*WHAT TO DO*
Continue the forum thread on potato chip flavors from the point where it stops, adding further posts in the same style.

*EXCERPT*
I could write a Dartmouth or Seton Hall dissertation on potato chips.





S'MAC


----------



## Mr. H.

Two for $2.50 at Walgreen's. 

Tikka Masala (Indian) and some kind of Chinese food shit. 

The Indian flavor grew on me and I finished the bag. I would buy it again. 

The Chinese shit was... shit.  I threw it out. 

I'm still waiting on anything Chipotle. They won't go there because Lay's is staffed with marketing pussies.


----------



## Moonglow

Mr. H. said:


> Two for $2.50 at Walgreen's.
> 
> Tikka Masala (Indian) and some kind of Chinese food shit.
> 
> The Indian flavor grew on me and I finished the bag. I would buy it again.
> 
> The Chinese shit was... shit.  I threw it out.
> 
> I'm still waiting on anything Chipotle. They won't go there because Lay's is staffed with marketing pussies.


The Chipotle flavor for Lays has come and gone, now the popular brand  is Takis..


----------



## Iceweasel

Lays does some interesting ones. They had a cappuccino flavored one a while back. Bought a bag for shits and giggles and loved them. Bought a few more over the weeks but now they are gone.


----------



## Skull Pilot

Cape Cod Salt and Vinegar are my go to.

I like the hot chips too.  Sriracha, etc


----------



## Wyld Kard




----------



## Toro

I refuse to eat anything "gluten free."

fucking liberals.

*LISTED RECORDS*
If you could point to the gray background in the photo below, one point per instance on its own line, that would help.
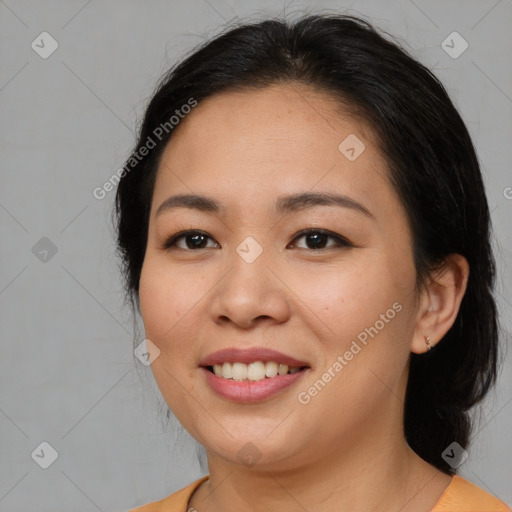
(67, 372)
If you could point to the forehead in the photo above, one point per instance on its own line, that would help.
(275, 140)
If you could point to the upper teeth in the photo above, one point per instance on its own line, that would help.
(252, 371)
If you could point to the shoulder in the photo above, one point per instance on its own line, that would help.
(464, 496)
(176, 502)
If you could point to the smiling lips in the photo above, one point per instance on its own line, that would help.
(251, 374)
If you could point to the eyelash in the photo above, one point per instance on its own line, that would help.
(341, 242)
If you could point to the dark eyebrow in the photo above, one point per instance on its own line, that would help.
(285, 204)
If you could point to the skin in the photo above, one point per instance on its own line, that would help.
(345, 449)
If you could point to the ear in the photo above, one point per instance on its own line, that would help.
(440, 302)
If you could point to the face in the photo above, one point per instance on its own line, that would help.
(338, 302)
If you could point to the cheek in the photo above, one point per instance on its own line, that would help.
(163, 300)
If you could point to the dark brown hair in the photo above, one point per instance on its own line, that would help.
(433, 167)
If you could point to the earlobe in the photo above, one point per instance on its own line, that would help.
(440, 303)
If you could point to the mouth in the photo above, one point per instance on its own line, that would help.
(251, 375)
(255, 371)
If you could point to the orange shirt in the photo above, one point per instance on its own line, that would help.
(459, 496)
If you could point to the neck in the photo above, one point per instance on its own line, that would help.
(374, 470)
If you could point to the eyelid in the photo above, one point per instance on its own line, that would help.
(341, 241)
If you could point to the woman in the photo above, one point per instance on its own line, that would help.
(305, 232)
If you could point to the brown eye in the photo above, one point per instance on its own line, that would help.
(192, 240)
(318, 239)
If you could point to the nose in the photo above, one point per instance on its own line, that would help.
(250, 294)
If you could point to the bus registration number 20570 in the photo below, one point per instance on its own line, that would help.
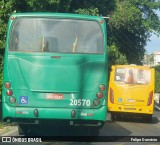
(80, 102)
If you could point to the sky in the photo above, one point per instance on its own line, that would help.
(154, 43)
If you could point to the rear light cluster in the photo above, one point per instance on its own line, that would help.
(9, 92)
(111, 96)
(150, 98)
(100, 95)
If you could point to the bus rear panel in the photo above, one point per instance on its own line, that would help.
(55, 69)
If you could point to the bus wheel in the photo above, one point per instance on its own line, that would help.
(93, 131)
(113, 116)
(24, 129)
(148, 118)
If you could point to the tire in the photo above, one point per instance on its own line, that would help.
(94, 131)
(148, 118)
(24, 129)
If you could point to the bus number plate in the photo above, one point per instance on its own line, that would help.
(80, 102)
(55, 96)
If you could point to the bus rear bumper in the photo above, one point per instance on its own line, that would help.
(69, 116)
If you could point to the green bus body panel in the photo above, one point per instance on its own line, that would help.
(56, 113)
(35, 75)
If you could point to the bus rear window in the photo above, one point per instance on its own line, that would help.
(56, 35)
(132, 76)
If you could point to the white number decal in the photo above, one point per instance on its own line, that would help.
(80, 102)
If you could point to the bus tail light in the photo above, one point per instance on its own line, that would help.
(96, 102)
(111, 95)
(12, 100)
(99, 95)
(102, 87)
(150, 98)
(9, 92)
(7, 85)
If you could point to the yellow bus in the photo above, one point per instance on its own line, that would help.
(131, 91)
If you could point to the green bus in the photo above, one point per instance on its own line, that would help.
(55, 71)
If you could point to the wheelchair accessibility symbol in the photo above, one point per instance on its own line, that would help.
(23, 99)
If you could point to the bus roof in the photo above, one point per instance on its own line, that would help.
(62, 15)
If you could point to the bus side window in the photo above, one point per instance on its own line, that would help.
(52, 44)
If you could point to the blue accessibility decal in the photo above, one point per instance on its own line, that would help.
(119, 99)
(23, 100)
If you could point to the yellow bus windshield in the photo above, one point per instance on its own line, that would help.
(132, 75)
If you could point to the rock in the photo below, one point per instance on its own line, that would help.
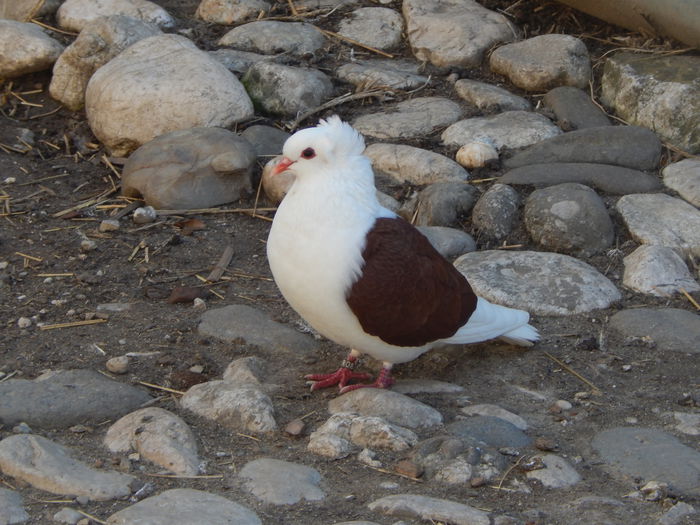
(183, 507)
(242, 408)
(543, 62)
(610, 179)
(48, 466)
(684, 177)
(65, 398)
(486, 409)
(190, 169)
(159, 436)
(440, 204)
(672, 329)
(392, 73)
(574, 109)
(270, 37)
(378, 27)
(511, 129)
(98, 43)
(569, 218)
(494, 431)
(449, 242)
(415, 166)
(627, 146)
(650, 454)
(25, 48)
(392, 406)
(663, 220)
(279, 482)
(286, 90)
(453, 33)
(231, 11)
(413, 118)
(74, 15)
(540, 282)
(556, 474)
(495, 212)
(153, 77)
(661, 93)
(657, 270)
(430, 509)
(12, 507)
(490, 98)
(235, 322)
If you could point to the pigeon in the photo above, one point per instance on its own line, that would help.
(362, 276)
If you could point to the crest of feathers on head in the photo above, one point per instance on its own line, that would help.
(344, 138)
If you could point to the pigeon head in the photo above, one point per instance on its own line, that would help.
(312, 149)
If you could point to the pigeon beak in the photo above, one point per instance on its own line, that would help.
(282, 166)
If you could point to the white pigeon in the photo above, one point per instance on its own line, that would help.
(362, 276)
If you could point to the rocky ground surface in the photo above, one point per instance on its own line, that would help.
(150, 371)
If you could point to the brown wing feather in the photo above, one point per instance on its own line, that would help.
(408, 294)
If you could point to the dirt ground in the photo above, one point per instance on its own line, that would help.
(49, 279)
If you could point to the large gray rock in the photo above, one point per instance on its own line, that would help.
(190, 169)
(453, 32)
(153, 77)
(615, 180)
(48, 466)
(185, 507)
(652, 455)
(658, 92)
(671, 328)
(660, 219)
(540, 282)
(628, 146)
(569, 218)
(511, 129)
(65, 398)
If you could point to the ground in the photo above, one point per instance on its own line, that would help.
(66, 167)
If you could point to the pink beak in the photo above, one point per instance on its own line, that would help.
(282, 166)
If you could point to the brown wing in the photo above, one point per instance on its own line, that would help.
(408, 294)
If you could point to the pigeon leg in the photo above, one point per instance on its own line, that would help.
(384, 380)
(340, 377)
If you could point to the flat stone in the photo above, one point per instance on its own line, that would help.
(270, 37)
(454, 32)
(650, 454)
(627, 146)
(158, 436)
(190, 169)
(684, 177)
(392, 406)
(12, 507)
(280, 482)
(663, 220)
(511, 129)
(66, 398)
(542, 283)
(661, 93)
(657, 270)
(543, 62)
(240, 322)
(574, 108)
(569, 218)
(185, 507)
(413, 118)
(48, 466)
(416, 166)
(671, 328)
(432, 509)
(488, 97)
(615, 180)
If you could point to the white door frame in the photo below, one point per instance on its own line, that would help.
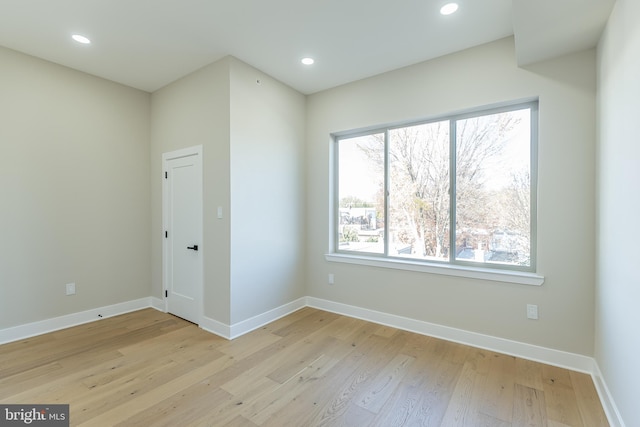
(166, 157)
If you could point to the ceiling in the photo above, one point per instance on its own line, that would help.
(147, 44)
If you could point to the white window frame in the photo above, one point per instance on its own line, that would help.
(496, 272)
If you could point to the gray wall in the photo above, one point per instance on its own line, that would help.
(267, 193)
(253, 144)
(618, 278)
(74, 184)
(195, 111)
(479, 76)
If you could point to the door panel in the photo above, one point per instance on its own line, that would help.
(183, 239)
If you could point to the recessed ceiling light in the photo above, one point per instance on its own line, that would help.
(80, 39)
(449, 8)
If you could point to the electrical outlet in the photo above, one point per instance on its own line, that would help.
(71, 288)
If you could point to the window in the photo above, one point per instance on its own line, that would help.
(457, 190)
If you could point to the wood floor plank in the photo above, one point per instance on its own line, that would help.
(310, 368)
(589, 405)
(384, 384)
(499, 387)
(529, 374)
(560, 398)
(529, 407)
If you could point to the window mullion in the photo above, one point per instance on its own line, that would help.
(386, 192)
(452, 190)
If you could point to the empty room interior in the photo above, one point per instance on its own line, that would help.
(181, 194)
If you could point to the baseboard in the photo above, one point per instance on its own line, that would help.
(260, 320)
(238, 329)
(558, 358)
(28, 330)
(548, 356)
(158, 304)
(608, 404)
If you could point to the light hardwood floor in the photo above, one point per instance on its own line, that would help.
(310, 368)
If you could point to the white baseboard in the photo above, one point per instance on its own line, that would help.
(21, 332)
(260, 320)
(548, 356)
(158, 304)
(608, 404)
(238, 329)
(558, 358)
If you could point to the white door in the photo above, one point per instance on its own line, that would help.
(182, 217)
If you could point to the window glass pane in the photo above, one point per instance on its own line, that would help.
(419, 214)
(360, 194)
(493, 188)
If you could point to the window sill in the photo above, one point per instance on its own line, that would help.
(517, 277)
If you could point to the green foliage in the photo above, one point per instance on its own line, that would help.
(354, 202)
(349, 234)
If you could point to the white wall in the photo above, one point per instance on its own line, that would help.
(74, 190)
(618, 279)
(480, 76)
(195, 111)
(267, 193)
(252, 137)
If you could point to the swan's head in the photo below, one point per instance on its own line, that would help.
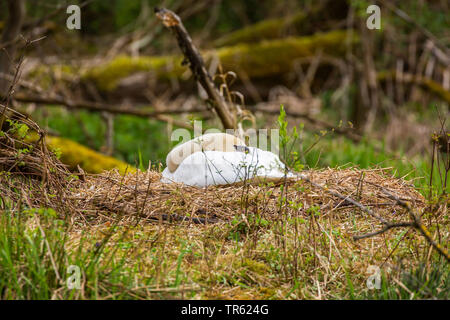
(208, 142)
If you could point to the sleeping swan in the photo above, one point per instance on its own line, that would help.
(220, 165)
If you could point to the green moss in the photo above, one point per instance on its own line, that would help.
(74, 154)
(267, 58)
(108, 75)
(268, 29)
(426, 83)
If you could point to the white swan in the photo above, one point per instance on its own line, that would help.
(216, 167)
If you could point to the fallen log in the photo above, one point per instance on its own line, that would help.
(265, 59)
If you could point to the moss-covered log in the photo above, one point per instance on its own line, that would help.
(319, 18)
(264, 59)
(73, 154)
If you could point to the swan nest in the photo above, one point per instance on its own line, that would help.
(144, 195)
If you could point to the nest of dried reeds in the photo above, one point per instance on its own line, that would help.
(31, 173)
(141, 195)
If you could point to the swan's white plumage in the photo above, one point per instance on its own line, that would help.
(208, 142)
(218, 167)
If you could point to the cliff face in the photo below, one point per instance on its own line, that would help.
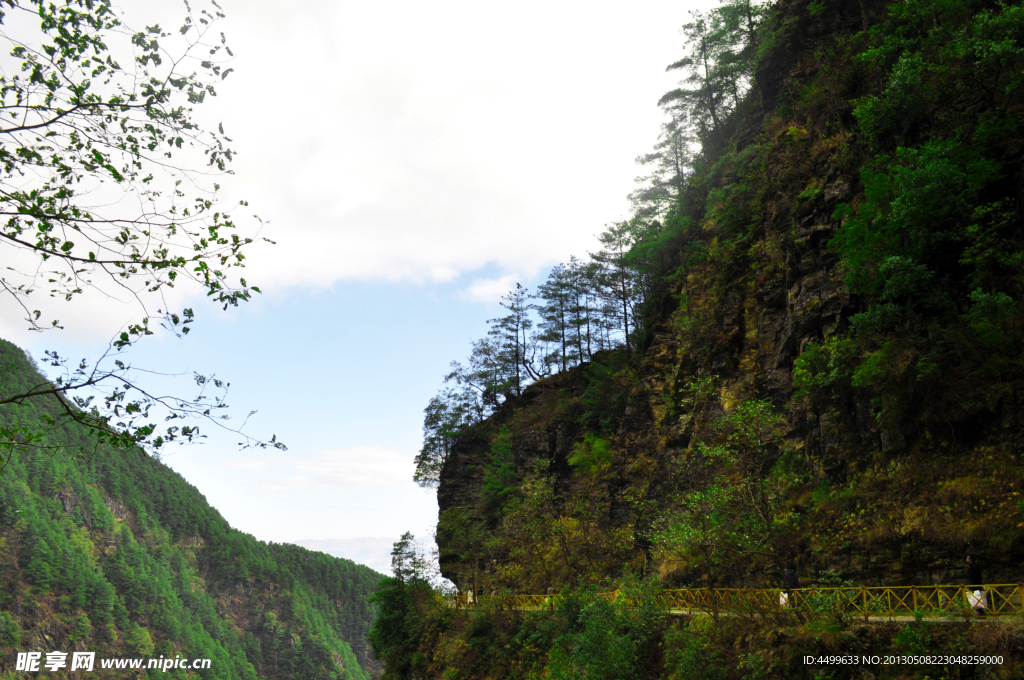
(111, 551)
(890, 448)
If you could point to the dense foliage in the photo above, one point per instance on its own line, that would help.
(109, 189)
(822, 366)
(113, 552)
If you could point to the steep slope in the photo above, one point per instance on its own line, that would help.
(832, 379)
(113, 552)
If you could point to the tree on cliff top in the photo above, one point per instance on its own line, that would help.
(108, 184)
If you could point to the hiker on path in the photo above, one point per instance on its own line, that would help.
(791, 581)
(975, 589)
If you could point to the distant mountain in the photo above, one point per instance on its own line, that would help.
(374, 552)
(113, 552)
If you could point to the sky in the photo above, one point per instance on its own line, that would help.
(413, 161)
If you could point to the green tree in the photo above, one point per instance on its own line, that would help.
(109, 183)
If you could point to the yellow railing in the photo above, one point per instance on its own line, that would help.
(888, 602)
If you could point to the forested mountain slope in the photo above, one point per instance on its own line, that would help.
(824, 368)
(111, 551)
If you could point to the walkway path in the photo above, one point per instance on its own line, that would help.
(883, 603)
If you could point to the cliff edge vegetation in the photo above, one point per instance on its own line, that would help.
(803, 348)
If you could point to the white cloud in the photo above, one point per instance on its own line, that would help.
(489, 290)
(415, 141)
(331, 468)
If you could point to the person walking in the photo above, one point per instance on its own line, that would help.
(792, 582)
(975, 586)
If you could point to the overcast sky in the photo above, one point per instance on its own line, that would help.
(414, 160)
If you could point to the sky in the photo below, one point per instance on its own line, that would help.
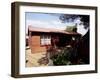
(50, 20)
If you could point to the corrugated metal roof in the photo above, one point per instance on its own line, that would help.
(49, 30)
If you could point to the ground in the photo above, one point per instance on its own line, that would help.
(32, 59)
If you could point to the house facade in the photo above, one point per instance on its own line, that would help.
(39, 39)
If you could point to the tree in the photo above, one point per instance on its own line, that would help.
(71, 28)
(71, 18)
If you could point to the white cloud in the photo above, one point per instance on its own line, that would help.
(45, 24)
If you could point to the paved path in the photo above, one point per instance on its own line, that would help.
(33, 58)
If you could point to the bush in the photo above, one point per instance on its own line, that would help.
(63, 57)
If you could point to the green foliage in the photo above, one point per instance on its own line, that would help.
(63, 57)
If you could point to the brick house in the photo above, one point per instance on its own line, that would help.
(40, 38)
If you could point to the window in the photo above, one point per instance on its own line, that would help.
(45, 40)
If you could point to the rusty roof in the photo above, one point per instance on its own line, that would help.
(49, 30)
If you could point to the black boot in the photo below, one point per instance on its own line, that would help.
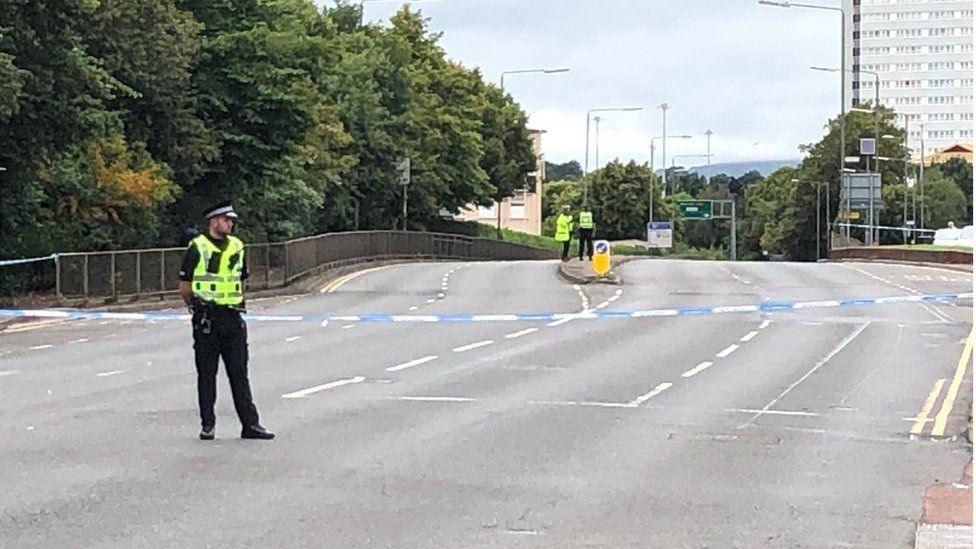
(256, 432)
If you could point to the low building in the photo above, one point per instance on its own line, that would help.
(522, 212)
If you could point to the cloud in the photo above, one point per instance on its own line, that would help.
(730, 65)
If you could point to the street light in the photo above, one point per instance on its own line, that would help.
(498, 205)
(650, 189)
(843, 65)
(826, 186)
(586, 156)
(526, 71)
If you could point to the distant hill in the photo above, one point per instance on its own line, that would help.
(735, 169)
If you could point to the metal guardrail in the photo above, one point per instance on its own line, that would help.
(154, 272)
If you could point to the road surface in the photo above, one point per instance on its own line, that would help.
(815, 428)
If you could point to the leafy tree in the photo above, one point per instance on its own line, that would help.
(571, 171)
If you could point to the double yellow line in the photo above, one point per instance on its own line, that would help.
(938, 429)
(337, 283)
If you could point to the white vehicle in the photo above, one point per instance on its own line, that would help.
(954, 237)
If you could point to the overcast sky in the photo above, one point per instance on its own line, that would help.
(733, 66)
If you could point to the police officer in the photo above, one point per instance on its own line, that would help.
(586, 232)
(211, 282)
(564, 230)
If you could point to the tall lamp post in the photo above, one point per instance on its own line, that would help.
(843, 65)
(650, 190)
(498, 204)
(586, 156)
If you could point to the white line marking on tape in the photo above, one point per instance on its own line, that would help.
(833, 352)
(317, 388)
(727, 351)
(412, 363)
(697, 369)
(464, 348)
(439, 399)
(651, 394)
(521, 333)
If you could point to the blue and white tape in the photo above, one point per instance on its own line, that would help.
(764, 307)
(5, 262)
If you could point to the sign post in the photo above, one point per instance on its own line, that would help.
(660, 234)
(403, 165)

*TASK RESPONSE*
There's a great bagel place in NYC called Esa Bagel.  The flour they use is "extra-gluten."  It says so on the bags.  I'm not kidding.  So I eat there.


----------



## Toro

Iceweasel said:


> Lays does some interesting ones. They had a cappuccino flavored one a while back. Bought a bag for shits and giggles and loved them. Bought a few more over the weeks but now they are gone.



Lays is losing share, so they are adding some really cool flavors.  They have some Indian chicken flavor right now, and a Brazilian Picanha flavor too.


----------



## ChrisL

I like sour cream and onion and barbecue and plain.


----------



## Wyld Kard




----------



## Ringel05

Anyone who likes flavored potato(e) chips is a blasphemous heathen..........


----------



## ChrisL

I like to eat some plain potato chips with my sandwiches.  Chips always make sandwiches better.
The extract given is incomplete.